**RECORD SET**
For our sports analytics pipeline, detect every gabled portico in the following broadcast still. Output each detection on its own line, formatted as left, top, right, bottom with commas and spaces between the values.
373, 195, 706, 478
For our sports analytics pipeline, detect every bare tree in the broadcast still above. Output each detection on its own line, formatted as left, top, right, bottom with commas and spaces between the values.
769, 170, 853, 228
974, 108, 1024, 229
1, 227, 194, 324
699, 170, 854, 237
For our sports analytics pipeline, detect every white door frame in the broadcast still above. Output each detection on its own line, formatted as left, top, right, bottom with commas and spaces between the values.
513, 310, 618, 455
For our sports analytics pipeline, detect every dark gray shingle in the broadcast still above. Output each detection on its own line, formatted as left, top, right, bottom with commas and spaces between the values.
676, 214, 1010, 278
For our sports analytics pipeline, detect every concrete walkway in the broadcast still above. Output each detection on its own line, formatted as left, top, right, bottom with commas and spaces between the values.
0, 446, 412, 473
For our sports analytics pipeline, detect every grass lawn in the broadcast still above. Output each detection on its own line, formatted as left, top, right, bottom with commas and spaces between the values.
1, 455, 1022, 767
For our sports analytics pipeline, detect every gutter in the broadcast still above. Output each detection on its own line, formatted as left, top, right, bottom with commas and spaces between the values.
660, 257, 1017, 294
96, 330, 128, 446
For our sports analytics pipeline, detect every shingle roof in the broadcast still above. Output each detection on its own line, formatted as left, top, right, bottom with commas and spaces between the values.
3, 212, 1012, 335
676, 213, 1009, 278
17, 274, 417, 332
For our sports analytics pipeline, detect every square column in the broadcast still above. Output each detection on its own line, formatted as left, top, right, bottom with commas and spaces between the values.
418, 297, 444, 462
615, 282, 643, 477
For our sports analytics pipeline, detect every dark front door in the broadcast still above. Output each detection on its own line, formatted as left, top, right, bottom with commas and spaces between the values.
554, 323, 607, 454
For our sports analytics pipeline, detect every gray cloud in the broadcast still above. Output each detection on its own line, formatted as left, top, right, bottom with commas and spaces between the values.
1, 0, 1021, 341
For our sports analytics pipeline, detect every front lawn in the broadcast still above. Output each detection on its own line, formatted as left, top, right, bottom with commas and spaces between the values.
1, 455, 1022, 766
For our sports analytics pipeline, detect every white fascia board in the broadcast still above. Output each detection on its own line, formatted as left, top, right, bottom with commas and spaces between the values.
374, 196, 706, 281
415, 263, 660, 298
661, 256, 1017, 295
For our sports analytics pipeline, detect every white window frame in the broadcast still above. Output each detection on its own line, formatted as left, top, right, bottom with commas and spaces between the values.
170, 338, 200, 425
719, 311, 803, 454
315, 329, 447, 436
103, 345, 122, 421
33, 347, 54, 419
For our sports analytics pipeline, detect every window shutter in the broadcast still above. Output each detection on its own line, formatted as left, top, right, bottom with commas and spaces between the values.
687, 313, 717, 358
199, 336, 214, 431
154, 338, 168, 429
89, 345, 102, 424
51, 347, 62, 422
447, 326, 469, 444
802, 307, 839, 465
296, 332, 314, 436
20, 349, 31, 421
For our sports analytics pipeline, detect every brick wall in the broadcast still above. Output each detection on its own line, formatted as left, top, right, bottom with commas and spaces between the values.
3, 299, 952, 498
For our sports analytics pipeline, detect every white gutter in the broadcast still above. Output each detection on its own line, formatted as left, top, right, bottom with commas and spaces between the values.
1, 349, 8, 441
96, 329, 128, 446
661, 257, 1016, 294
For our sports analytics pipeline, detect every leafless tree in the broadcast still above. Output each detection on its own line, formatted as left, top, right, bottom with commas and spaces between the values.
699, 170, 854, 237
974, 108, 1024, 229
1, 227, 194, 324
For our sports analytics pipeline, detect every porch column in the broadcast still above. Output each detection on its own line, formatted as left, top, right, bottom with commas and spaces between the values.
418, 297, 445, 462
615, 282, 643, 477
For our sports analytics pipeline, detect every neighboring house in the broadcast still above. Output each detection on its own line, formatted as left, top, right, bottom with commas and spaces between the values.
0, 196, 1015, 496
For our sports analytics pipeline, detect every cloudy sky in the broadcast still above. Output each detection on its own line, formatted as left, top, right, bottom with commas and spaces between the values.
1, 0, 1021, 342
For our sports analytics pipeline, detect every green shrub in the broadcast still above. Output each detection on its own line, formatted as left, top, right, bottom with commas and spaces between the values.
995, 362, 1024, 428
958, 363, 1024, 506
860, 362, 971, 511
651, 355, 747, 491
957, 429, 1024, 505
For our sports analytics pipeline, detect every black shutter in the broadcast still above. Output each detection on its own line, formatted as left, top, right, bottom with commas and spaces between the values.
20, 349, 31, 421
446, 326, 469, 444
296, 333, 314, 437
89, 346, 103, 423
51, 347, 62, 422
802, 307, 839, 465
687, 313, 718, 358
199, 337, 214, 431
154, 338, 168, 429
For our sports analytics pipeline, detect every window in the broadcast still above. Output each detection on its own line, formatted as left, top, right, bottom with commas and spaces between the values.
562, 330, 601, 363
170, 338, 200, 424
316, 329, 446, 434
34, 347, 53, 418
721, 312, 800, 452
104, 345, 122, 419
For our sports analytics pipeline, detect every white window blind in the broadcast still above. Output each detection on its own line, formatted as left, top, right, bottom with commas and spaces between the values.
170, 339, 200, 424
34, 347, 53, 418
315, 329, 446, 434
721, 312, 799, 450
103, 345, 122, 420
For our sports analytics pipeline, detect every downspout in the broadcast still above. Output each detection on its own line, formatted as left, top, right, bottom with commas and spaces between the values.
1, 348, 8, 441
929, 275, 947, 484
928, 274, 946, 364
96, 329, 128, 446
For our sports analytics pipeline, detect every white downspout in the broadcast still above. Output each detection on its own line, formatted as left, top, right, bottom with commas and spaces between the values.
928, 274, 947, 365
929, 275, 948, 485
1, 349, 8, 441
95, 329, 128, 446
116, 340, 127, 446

**TASK DETAILS**
All entries should be given again precisely as they appear above.

**SOLUTION TO THIS EXERCISE**
For our sports analytics pipeline, detect every gabled portico in the following broadcast still. Output each detection on its own line, formatted as left, top, right, bottom with commas and spaces between the values.
373, 195, 706, 478
For our sports analytics pipeline, detect every bare tree in the broadcast still above. Output each detection on its own line, formatted as left, top, right, bottom with commas and spaces between the values.
769, 170, 853, 228
974, 108, 1024, 229
1, 227, 194, 324
699, 170, 854, 237
For our sports analytics pipeline, detect every white door frame in the broadcast still above. Output each detection on its own line, formatted as left, top, right, bottom with commas and spaces between the values.
513, 310, 618, 455
For our sports analytics pipeline, detect every dark gray shingle in the broadcast still above. Output each detection on its own line, formatted as left, top, right, bottom with commas and spaces between the values.
676, 214, 1010, 278
For our sports analytics pipeline, detect every concrete walkway in the broadcast still above. Output each detection on its own line, formatted as left, top, right, bottom with commas and spaces between the values.
0, 446, 412, 473
For our sports analytics pipeline, detect every grass lawn in the broadcast still above. Output each detection on its own line, formatted as left, top, right, bottom with commas and spaces between the values.
1, 455, 1022, 767
For our sports analytics pipeline, detect every gutter in the broadcast still above. Output each detection on its own line, formatted as left, top, right, bottom with commas and spaces between the values.
660, 257, 1017, 294
96, 330, 128, 446
For our sports analytics pipeline, detect every shingle roof in the broadcast still above. Output each detection on its own line, formatted as left, top, right, bottom with commas and spaces between the values.
3, 212, 1012, 335
676, 213, 1009, 278
17, 274, 417, 332
For our sports analytics pipeline, detect every square column in the broadcast still above. Output each detection on its own line, formatted as left, top, right, bottom with commas and spaces between the values.
418, 297, 444, 462
615, 282, 643, 477
For our sports analytics pipeline, detect every dark front door in the broadcast still above. Output each detection on its own line, formatted as left, top, right, bottom with commas and spaces between the values.
554, 323, 607, 454
For our sports analytics pipeline, detect every gray cloud in the broadcast still above. Output each detection on its own line, formatted as left, top, right, bottom with commas and spaces between the values.
1, 0, 1021, 341
For our sports analytics pipeline, detect every front lawn in the broadcast still above. Output each detection on its own line, formatted as left, top, right, bottom with commas and spaces between the values.
1, 455, 1022, 766
For our sports analytics pipeline, detect every white fascia board in the broadcast still above. Output each detection on its own line, formatted as left, top, right, bottom with commas and spaces between the values.
374, 196, 706, 281
415, 263, 660, 298
661, 256, 1017, 295
For our sports analytics pipeline, detect every white window frame in the broadcast still above. Output each detection on its own line, formatted as left, top, right, bottom with commas and spaces between the values.
170, 338, 200, 425
719, 311, 803, 454
315, 329, 447, 436
103, 345, 122, 421
33, 347, 54, 419
For our sports analytics pipeline, detect every window shutter in the broadcast still above. Output each detection on its own line, formatted as left, top, right, bottom with commas and spaces between the values.
687, 313, 717, 358
199, 336, 214, 431
154, 338, 168, 429
89, 345, 102, 424
51, 347, 62, 422
447, 326, 469, 444
802, 307, 839, 465
296, 332, 314, 436
20, 349, 31, 421
For our sports analytics pipeline, detect every brick wall in the broadcast still above. Output each detection on its own line, formatted as left, top, right, bottom with commas and spaces between the values.
3, 299, 952, 498
For our sports analytics pipeline, detect every white gutter in the broadcast still above. Output each detection on its own line, formatted as left, top, right, bottom with commas and spaces between the values.
1, 349, 8, 441
96, 329, 128, 446
661, 257, 1016, 294
For our sports analytics pipeline, detect every leafless tree in the broadcast still above. Output each detection on its own line, formatted as left, top, right, bottom with commas and spaces between the values.
699, 170, 854, 237
974, 108, 1024, 229
1, 227, 194, 324
For our sports analytics pipeline, detect every porch column in the broadcast still above. Output each detection on its own line, formatted as left, top, right, bottom with commas and spaces between the values.
418, 297, 445, 462
615, 282, 643, 477
For our sports analytics pipeline, detect every neighboring house in the broadcast still above. Output each detection on its own line, formatted as left, top, right, bottom with commas and spaces between the values.
0, 196, 1015, 496
For our sports analytics pipeline, detect every cloudy sky in the broadcast still above. Output each detection on its own line, formatted as left, top, right, bottom with commas and spaces between the values.
1, 0, 1021, 342
For our sports analytics pipeline, detect every green shrub in the broadcast still above. Output each detection on its own line, formatted as left, top, right, bottom with commas and spaces between the values.
995, 362, 1024, 428
958, 363, 1024, 506
860, 362, 971, 511
651, 355, 747, 491
957, 429, 1024, 505
For our sports analytics pipeline, detect every black shutter in the broadcast still above. Output each detection on its own line, formatted as left, top, right, bottom with commas and spaces between the values.
20, 349, 31, 421
446, 326, 469, 444
296, 333, 314, 437
89, 346, 103, 423
51, 347, 62, 422
802, 307, 839, 465
687, 313, 718, 358
199, 337, 214, 431
154, 338, 168, 429
For our sports analytics pipeline, detect every window in the broadcast still above. Output each detection on its own line, formatted as left, top, right, bottom with commas and spaces between the values.
562, 330, 601, 363
170, 338, 200, 424
316, 329, 446, 434
34, 347, 53, 418
721, 312, 800, 452
104, 345, 122, 419
For our sports analytics pipeline, detect every white window blind in the broadcast still above. Output each detection on its own line, formatted as left, top, right, bottom with commas and spaces between the values.
170, 339, 200, 424
34, 347, 53, 418
315, 329, 446, 434
721, 312, 799, 450
103, 345, 122, 420
For our sports analytics pipeline, detect every downspout in the broadcast still above. Output each detection on its own line, formatted as left, top, right, bottom with commas and spaces between the values.
1, 348, 8, 441
929, 275, 947, 484
928, 274, 946, 364
96, 329, 128, 446
For our sports analytics pipeline, detect every white downspout in the broadcast still above. Output each detection on its own line, formatted as left, top, right, bottom with commas and spaces between the values.
928, 274, 947, 365
929, 275, 948, 485
1, 349, 8, 441
95, 329, 128, 446
116, 340, 127, 446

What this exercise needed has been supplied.